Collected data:
+-------+

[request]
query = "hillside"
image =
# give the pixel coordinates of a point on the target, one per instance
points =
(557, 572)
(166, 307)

+-------+

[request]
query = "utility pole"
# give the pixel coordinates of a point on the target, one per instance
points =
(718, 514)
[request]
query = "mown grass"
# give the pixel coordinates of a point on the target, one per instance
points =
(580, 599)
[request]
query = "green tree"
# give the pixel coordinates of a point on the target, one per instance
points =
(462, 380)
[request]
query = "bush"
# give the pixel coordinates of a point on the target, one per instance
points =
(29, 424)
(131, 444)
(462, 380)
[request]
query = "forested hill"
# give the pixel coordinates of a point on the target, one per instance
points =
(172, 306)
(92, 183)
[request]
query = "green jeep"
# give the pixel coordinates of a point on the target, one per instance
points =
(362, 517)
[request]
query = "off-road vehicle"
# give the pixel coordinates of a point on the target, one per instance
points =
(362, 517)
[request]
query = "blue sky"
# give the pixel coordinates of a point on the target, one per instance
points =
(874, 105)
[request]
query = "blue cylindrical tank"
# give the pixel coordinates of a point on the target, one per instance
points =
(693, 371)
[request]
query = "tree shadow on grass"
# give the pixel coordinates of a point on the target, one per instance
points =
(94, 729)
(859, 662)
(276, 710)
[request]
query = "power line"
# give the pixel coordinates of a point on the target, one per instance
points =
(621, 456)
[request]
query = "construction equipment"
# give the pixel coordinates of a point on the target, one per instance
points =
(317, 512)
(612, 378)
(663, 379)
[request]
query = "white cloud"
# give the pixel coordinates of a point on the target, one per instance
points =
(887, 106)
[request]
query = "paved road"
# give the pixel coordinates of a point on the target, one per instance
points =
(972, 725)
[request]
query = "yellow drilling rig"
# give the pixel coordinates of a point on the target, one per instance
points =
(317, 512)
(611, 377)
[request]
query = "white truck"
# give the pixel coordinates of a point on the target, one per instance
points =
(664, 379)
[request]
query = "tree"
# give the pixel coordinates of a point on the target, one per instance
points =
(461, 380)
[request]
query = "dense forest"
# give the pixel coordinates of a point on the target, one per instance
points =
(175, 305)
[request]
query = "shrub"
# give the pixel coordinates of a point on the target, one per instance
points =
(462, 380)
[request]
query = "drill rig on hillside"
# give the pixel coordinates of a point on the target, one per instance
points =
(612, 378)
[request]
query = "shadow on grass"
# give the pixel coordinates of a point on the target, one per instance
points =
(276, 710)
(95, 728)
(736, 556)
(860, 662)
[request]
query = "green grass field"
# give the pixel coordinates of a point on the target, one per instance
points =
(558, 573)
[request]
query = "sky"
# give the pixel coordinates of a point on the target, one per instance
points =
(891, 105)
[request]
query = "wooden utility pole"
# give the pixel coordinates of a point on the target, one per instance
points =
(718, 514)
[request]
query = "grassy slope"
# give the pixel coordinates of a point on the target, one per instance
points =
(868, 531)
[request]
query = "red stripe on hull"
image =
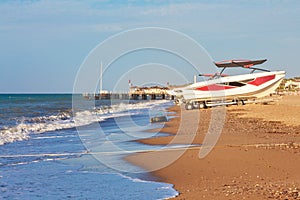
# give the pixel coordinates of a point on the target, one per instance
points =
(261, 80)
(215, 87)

+-------+

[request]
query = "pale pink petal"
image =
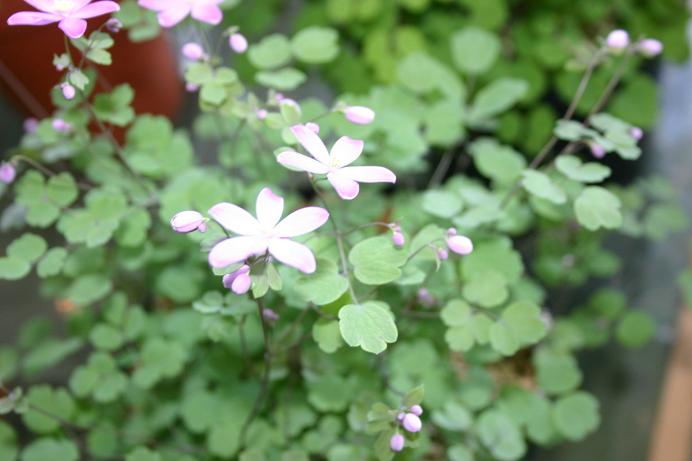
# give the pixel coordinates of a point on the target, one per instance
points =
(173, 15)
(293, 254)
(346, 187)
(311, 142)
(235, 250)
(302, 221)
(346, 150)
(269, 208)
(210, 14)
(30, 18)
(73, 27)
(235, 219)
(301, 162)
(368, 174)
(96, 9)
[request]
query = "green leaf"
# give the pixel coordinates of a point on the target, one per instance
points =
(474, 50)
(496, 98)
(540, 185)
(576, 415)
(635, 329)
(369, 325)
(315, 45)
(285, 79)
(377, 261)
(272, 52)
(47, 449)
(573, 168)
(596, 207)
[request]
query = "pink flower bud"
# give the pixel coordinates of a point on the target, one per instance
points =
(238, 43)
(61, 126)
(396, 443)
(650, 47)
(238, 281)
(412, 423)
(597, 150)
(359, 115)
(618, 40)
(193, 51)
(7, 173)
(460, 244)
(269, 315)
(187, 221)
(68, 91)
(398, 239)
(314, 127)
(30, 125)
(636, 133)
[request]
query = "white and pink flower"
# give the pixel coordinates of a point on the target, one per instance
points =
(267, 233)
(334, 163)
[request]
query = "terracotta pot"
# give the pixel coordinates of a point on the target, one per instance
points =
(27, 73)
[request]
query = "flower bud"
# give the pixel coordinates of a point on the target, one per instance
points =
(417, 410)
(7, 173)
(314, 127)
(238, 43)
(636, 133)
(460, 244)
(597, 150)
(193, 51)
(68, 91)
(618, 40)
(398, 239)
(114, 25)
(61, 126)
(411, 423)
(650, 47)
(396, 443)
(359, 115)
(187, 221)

+-------+

» EXERCISE INSTRUCTIONS
Give only a number: how many lines of the data hold the string "white"?

» RESULT OF THIS EXERCISE
3